** WHAT THE TASK ASKS **
Your answer should consist only of the line with "chair in the photo above." and the lines after it, reproduced exactly through the end of the entries below.

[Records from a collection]
==============================
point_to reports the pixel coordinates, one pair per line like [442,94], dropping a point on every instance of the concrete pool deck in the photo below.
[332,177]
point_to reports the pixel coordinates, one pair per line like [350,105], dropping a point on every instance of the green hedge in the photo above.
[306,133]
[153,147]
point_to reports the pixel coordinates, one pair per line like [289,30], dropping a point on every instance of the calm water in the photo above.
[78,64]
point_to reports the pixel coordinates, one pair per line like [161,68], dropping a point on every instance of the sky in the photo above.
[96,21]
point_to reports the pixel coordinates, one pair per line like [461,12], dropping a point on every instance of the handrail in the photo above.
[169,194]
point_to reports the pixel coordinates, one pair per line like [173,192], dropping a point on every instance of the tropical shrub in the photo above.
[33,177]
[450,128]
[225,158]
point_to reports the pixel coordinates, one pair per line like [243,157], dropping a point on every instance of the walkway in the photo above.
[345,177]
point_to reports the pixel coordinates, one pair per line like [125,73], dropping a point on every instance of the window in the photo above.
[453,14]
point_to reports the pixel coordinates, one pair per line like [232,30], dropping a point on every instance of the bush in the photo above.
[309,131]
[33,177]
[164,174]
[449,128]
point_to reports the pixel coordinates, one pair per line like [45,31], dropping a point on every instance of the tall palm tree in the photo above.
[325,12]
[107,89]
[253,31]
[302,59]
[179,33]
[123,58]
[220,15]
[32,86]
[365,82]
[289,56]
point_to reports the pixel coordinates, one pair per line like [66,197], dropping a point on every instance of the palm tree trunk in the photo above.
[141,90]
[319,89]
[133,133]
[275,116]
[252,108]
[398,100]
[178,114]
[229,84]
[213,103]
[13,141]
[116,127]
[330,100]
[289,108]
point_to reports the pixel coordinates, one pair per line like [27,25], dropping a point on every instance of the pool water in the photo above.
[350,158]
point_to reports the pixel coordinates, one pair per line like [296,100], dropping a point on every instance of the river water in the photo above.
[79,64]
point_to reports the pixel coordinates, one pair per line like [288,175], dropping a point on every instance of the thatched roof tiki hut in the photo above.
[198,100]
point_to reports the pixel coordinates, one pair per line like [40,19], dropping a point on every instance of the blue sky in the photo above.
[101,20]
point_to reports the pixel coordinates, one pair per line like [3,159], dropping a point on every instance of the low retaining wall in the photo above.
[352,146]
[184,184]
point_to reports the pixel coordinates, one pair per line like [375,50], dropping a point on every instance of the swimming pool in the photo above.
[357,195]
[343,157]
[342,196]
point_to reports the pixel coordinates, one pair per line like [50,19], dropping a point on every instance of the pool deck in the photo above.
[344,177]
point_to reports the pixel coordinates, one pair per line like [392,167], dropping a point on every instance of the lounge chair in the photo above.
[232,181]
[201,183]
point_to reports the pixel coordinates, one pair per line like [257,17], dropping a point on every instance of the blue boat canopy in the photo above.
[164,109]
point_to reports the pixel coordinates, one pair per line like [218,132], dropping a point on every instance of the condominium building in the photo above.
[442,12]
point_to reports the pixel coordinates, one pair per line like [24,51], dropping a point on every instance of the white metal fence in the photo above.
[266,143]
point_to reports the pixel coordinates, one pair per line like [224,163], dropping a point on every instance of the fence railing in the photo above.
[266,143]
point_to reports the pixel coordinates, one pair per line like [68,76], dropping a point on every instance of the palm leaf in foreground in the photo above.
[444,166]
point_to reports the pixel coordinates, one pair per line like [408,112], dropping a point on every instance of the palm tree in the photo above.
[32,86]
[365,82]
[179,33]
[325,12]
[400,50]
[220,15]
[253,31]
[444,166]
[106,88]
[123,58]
==============================
** SOLUTION TO THIS PROBLEM **
point_to reports the pixel coordinates, one pair per line like [392,167], dropping a point on every instance of the lounge chair in the photo above.
[232,181]
[201,183]
point_to reports the pixel coordinates, one pair per line like [257,17], dropping a point on every instance of the blue boat canopy in the photo above.
[164,109]
point_to reports the pixel coordinates, one pair per line like [218,132], dropping a point on every instance of the condominium building in the photo above.
[442,12]
point_to reports the pixel coordinates, one pair per line like [24,51], dropping a point on every instance of the white metal fence in the photo above.
[266,143]
point_to reports the pixel coordinates, one pair per line like [224,163], dropping a point on every instance of the fence railing in the photo above.
[266,143]
point_to reports the pixel coordinates, one pair per line like [68,76], dropping a point on every instance of the palm leaf in foreground in the photo above.
[444,166]
point_to reports the pixel coordinates, one pair per line like [408,112], dropping a point on every instance of the palm tree in the photo above.
[32,86]
[365,82]
[179,33]
[325,12]
[400,50]
[220,15]
[253,31]
[444,166]
[106,88]
[123,58]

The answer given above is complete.